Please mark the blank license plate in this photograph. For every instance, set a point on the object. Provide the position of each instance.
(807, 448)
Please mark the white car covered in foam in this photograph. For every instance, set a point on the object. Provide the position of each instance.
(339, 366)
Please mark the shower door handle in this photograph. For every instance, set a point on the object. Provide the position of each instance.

= = = = = = =

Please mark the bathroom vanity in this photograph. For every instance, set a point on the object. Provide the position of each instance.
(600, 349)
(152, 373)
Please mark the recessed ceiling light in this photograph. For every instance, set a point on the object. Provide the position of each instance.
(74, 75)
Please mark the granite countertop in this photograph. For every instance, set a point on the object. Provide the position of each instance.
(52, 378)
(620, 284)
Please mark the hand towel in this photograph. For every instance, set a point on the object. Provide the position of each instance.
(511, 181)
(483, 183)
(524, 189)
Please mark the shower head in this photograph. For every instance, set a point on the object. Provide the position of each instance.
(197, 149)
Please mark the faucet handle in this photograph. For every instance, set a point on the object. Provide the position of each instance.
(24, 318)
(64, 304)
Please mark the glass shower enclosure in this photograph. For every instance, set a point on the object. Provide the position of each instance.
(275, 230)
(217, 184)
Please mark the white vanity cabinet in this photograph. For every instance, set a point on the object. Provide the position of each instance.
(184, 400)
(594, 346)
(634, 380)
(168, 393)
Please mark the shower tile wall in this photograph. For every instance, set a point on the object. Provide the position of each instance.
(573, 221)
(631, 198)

= = = = = = =

## PROBLEM DETAILS
Reproduce the entries above exactly, but only the lines between the line holding "Please mark the blank" and the line holding "Please mark the shower door", inclusive.

## ANSWER SECTION
Please mark the blank license plate in this photograph. For every instance, set a point on the object. Provide the position of each instance.
(807, 448)
Please mark the white car covered in foam in this photograph. For every instance, set a point on the object. Provide the position of each instance.
(339, 366)
Please mark the shower door handle in this photograph. For every instance, set a point on the object. Provide the position of each instance.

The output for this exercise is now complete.